Only the lines from the one containing "Target: tall pole" through the one containing "of the american" should be printed, exactly as they appear below, with both ends included.

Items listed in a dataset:
----------

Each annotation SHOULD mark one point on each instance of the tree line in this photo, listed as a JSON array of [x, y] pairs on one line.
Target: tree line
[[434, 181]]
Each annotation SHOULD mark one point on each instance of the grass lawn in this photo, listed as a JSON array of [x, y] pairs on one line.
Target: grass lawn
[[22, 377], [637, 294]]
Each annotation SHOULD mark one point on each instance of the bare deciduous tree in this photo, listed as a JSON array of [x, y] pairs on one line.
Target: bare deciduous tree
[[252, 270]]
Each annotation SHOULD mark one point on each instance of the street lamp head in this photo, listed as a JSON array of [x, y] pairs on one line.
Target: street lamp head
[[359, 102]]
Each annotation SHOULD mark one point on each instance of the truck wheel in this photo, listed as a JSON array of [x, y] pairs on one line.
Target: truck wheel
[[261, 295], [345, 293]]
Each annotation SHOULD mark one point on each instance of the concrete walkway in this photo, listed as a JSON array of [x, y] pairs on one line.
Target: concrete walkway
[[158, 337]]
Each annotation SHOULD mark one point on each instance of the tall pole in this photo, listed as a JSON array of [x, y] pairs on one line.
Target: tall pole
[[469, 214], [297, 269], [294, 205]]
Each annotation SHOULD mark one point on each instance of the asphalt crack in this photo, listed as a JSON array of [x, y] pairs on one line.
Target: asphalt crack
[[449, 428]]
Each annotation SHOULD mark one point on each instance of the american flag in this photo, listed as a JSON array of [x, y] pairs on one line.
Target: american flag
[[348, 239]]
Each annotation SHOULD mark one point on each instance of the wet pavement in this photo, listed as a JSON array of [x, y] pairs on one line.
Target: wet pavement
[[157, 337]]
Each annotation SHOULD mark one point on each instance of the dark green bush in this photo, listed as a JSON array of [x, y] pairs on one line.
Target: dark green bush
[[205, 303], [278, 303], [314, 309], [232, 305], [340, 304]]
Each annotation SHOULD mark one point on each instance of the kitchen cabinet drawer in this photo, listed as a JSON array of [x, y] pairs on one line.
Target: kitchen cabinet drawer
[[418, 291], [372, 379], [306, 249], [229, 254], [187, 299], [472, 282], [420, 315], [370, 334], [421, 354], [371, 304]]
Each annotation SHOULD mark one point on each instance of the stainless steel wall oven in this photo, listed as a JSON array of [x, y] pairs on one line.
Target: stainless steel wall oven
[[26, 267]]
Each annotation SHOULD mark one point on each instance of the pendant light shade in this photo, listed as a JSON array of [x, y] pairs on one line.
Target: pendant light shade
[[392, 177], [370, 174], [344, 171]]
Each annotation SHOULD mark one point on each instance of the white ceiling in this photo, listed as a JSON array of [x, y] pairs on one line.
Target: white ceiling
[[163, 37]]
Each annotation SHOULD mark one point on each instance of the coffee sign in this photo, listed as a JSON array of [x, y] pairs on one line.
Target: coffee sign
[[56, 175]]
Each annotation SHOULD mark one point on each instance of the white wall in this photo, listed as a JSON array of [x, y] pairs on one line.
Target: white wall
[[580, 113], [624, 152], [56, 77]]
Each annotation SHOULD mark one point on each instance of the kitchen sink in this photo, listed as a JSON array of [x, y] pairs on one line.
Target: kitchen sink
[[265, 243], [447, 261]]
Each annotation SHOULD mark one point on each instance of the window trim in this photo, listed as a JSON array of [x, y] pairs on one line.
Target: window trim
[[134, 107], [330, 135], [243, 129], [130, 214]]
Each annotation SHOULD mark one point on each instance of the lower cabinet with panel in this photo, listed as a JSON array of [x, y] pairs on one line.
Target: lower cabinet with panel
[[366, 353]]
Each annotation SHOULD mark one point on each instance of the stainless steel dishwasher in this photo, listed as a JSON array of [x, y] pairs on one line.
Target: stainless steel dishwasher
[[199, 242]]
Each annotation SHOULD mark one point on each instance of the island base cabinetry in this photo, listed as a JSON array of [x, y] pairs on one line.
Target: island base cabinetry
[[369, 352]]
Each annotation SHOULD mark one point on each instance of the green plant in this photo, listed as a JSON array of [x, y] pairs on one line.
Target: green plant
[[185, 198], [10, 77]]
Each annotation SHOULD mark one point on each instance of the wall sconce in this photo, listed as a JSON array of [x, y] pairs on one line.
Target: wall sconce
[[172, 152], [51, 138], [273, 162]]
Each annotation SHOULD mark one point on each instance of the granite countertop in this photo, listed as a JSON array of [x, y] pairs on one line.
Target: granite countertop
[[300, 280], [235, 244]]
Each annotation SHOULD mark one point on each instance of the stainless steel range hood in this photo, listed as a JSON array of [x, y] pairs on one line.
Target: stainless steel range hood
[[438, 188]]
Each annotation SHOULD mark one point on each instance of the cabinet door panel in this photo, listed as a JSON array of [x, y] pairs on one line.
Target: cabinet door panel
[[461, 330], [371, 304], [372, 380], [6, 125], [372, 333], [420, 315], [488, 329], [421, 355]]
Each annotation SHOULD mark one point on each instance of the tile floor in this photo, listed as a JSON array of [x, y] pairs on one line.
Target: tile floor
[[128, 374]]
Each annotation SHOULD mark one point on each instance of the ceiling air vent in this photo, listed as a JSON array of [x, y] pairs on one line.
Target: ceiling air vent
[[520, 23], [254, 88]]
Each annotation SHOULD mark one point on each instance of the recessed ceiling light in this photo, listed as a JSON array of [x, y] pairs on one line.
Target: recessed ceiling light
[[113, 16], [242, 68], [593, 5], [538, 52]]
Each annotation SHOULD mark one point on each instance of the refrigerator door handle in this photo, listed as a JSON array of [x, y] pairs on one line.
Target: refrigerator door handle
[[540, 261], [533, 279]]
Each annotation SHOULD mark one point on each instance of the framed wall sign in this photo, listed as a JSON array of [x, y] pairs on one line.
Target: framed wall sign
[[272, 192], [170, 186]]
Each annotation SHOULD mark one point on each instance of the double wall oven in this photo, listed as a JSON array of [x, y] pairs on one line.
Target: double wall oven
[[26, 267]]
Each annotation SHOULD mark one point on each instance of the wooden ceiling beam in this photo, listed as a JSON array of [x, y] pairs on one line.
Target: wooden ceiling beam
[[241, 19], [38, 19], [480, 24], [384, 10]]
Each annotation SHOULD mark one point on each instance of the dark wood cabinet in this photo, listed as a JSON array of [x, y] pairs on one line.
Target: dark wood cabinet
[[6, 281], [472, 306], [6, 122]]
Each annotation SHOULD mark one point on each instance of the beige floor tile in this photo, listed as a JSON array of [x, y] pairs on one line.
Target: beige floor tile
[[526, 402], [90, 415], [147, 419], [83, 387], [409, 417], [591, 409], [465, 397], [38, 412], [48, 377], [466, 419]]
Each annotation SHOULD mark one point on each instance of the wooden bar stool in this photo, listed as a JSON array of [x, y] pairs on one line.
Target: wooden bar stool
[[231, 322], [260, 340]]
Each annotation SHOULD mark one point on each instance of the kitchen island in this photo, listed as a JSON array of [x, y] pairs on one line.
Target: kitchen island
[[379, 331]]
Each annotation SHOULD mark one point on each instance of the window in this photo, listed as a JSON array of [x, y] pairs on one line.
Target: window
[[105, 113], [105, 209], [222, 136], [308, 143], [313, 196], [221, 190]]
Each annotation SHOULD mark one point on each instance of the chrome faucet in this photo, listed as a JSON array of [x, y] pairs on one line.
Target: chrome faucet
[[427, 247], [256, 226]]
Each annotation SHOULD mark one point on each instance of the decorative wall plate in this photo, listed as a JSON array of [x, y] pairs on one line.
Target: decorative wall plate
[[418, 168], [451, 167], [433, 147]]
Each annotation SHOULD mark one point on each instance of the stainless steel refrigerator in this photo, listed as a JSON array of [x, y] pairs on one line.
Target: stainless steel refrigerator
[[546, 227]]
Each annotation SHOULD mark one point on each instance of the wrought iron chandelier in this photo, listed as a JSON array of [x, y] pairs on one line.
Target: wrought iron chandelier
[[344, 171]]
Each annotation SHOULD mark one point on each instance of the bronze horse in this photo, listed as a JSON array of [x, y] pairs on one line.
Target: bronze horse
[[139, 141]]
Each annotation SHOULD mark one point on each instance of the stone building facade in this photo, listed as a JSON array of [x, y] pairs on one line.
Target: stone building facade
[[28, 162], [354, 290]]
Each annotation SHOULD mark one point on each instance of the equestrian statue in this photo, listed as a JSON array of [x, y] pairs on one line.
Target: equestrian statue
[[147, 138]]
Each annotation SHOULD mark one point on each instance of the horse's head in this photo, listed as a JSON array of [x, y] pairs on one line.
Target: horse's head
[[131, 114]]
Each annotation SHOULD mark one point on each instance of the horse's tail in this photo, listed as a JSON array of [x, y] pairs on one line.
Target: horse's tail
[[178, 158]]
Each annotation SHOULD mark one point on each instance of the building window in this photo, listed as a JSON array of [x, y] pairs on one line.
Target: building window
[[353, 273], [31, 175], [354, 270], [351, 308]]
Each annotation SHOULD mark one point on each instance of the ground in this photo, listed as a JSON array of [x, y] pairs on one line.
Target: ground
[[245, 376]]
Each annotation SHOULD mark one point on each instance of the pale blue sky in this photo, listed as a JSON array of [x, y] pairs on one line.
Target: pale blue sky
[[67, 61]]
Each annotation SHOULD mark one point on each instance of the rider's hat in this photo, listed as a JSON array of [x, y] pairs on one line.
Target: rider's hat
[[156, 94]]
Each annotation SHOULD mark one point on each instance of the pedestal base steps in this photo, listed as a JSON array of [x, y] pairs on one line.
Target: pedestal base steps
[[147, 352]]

----------

◆ TASK RESPONSE ◆
Target: tall pole
[[469, 214], [297, 269], [294, 205]]
Each annotation SHOULD mark one point on each instance of the asphalt crack in this photo, listed as a JSON array of [x, y] pairs on one line.
Target: asphalt crack
[[449, 428]]
Each annotation SHOULD mark one point on each instance of the american flag in this photo, listed as a JSON array of [x, y] pairs on one line.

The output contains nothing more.